> **Task objective**
Count the lines in the records that contain the string "boulder", treating case as significant. Give only the number.

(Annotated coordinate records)
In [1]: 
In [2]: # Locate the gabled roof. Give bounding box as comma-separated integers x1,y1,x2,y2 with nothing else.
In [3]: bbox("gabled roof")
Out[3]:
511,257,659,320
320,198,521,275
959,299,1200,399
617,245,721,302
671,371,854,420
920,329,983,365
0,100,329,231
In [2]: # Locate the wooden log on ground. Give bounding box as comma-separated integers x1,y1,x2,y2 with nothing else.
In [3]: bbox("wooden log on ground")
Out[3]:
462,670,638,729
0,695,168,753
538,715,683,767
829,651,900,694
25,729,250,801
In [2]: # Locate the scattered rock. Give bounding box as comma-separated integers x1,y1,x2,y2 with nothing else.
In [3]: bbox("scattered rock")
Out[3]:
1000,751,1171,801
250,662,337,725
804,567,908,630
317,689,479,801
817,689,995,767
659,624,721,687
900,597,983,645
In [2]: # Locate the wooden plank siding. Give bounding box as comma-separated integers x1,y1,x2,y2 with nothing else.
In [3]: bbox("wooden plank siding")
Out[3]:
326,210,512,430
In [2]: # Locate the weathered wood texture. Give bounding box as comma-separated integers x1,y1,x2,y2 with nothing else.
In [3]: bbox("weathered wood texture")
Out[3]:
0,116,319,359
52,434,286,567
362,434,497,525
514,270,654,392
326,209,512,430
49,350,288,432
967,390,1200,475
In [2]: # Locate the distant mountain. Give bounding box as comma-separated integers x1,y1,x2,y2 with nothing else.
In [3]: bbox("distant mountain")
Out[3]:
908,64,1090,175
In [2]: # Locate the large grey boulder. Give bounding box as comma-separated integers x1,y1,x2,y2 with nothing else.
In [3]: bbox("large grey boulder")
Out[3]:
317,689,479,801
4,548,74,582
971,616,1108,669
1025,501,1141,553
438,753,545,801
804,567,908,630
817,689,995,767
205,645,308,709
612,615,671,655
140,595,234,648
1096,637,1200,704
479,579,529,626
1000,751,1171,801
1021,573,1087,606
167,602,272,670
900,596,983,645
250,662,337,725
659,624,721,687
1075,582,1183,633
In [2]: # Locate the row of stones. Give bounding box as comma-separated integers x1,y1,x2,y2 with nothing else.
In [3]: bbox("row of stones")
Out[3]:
--
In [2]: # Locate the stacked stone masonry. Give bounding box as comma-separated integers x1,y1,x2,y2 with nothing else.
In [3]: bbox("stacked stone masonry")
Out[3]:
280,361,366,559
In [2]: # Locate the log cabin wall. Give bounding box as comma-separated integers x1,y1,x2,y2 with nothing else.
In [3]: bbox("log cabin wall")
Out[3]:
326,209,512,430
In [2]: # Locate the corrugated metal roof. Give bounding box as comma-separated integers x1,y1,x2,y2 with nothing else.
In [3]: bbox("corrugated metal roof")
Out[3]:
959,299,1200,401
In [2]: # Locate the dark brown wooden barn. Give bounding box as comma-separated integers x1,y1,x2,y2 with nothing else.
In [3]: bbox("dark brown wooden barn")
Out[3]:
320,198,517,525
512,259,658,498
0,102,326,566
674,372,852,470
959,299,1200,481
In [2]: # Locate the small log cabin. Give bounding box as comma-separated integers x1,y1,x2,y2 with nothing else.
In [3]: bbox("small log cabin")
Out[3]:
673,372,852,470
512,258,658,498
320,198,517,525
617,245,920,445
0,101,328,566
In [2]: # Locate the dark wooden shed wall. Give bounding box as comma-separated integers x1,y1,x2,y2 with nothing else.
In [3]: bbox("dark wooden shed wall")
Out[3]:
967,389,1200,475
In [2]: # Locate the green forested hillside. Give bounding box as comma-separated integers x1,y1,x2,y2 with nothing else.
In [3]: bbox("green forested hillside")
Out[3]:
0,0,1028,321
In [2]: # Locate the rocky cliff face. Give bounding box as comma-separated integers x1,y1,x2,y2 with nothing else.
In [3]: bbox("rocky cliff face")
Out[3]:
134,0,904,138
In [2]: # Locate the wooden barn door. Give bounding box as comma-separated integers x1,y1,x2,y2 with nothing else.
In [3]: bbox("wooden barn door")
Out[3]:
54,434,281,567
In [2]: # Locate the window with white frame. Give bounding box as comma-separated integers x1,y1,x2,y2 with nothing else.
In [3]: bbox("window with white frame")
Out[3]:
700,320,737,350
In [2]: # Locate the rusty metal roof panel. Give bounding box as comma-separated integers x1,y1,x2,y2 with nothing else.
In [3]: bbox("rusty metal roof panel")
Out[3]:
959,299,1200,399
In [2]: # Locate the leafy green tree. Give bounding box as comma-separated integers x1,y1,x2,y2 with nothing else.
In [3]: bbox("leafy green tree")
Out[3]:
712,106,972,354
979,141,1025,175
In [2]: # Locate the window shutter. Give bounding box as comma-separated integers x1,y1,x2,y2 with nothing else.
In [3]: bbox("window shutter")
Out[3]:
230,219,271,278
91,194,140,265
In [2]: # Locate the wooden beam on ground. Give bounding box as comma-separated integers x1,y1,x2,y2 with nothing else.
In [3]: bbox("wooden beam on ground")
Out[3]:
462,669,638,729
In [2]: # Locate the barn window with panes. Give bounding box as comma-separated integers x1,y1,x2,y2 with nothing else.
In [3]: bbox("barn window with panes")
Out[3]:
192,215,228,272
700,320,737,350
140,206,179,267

> **Response**
2